**Paginafragment**

Hoger beroep van Court of Appeal of Arnhem (Netherlands), 20 de Diciembre de 2012

Sprekergepubliceerd
Datum uitspraak20 de Diciembre de 2012
Uitgevende instantie:Court of Appeal of Arnhem (Netherlands)

GERECHTSHOF ARNHEM

Sector civiel recht

zaaknummers gerechtshof 200.103.600, 200.103.607 en 200.103.610

(zaaknummers rechtbank 98046 en 10784)

beschikking van de familiekamer van 20 december 2012

in de gevoegde zaken tussen:

[verzoekster],

wonende te [Woonplaats],

verder te noemen “de vrouw”,

advocaat: mr. J. Nederlof te Tilburg,

en

[verweerder],

wonende te [Woonplaats] (Duitsland),

verder te noemen “de man”,

advocaat: mr. D. Kotterman te Arnhem.

  1. Het geding in eerste aanleg

    Het hof verwijst voor het geding in eerste aanleg naar de beschikkingen van de rechtbank Zutphen van 16 april 2009, 4 november 2009, 27 oktober 2010, 8 juni 2011 en 14 december 2011, uitgesproken onder voormelde zaaknummers.

  2. Het geding in hoger beroep

    2.1 De vrouw heeft, op 13 maart 2012, hoger beroep ingesteld tegen de beschikking van de rechtbank van 14 december 2011. Deze zaak heeft het zaaknummer 200.103.600 gekregen.

    2.2 De man heeft, eveneens op 13 maart 2012, hoger beroep ingesteld tegen de beschikkingen van de rechtbank van 4 november 2009 (ten aanzien van de partneralimentatie), van 27 oktober 2010, van 8 juni 2011 en van 14 december 2011. Deze zaak heeft de zaaknummers 200.103.607 en 200.103.610. De vrouw heeft in deze zaak voorwaardelijk, voor het geval het zowel door de man als door de vrouw ingestelde hoger beroep niet gezamenlijk zou worden behandeld, incidenteel hoger beroep ingesteld, onder aanvoering van de grieven I tot en met IV gelijkluidend aan die in het hoger beroep dat zij heeft ingesteld in de zaak met nummer 200.103.600.

**Aangeleverde gegevens**
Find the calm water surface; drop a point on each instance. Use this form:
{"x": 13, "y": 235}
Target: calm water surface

**Opdrachten**
- a) Welk zaaknummer kreeg volgens de beschikking van het gerechtshof Arnhem het hoger beroep van de vrouw?
- b) Schrijf de beschikking van het gerechtshof Arnhem verder vanaf de plek waar die ophoudt.

**Antwoorden**
- a) Het zaaknummer 200.103.600.

- b)
    2.3 Het verloop van de procedure in de zaak met nummer 200.103.600 blijkt uit:

    - het beroepschrift van de vrouw, ingekomen op 13 maart 2012;

    - een verweerschrift tevens houdende een verzoek tot voeging en incidenteel hoger beroep;

    - een brief van mr. Kotterman van 5 september 2012 met de bijlagen genummerd I tot en met V, ingekomen op 6 september 2012;

    - een brief van mr. Nederlof van 13 september 2012 met als bijlage een stuk getiteld 'akte vermeerdering eis', ingekomen op 14 september 2012.

    2.4 Het verloop van de procedure in de zaak met nummers 200.103.607 en 200.103.610 blijkt uit:

    - het beroepschrift van de man, ingekomen op 13 maart 2012;

    - een verweerschrift tevens voorwaardelijk incidenteel hoger beroep;

    - een verweerschrift in het voorwaardelijk incidenteel hoger beroep

    - een brief van mr. Nederlof van 13 september 2012 met als bijlagen producties genummerd 1 tot en met 7, ingekomen op 14 september 2012.

    2.5 De mondelinge behandeling in de drie zaken heeft op 27 september 2012 plaatsgevonden. Partijen zijn in persoon verschenen, bijgestaan door hun advocaten.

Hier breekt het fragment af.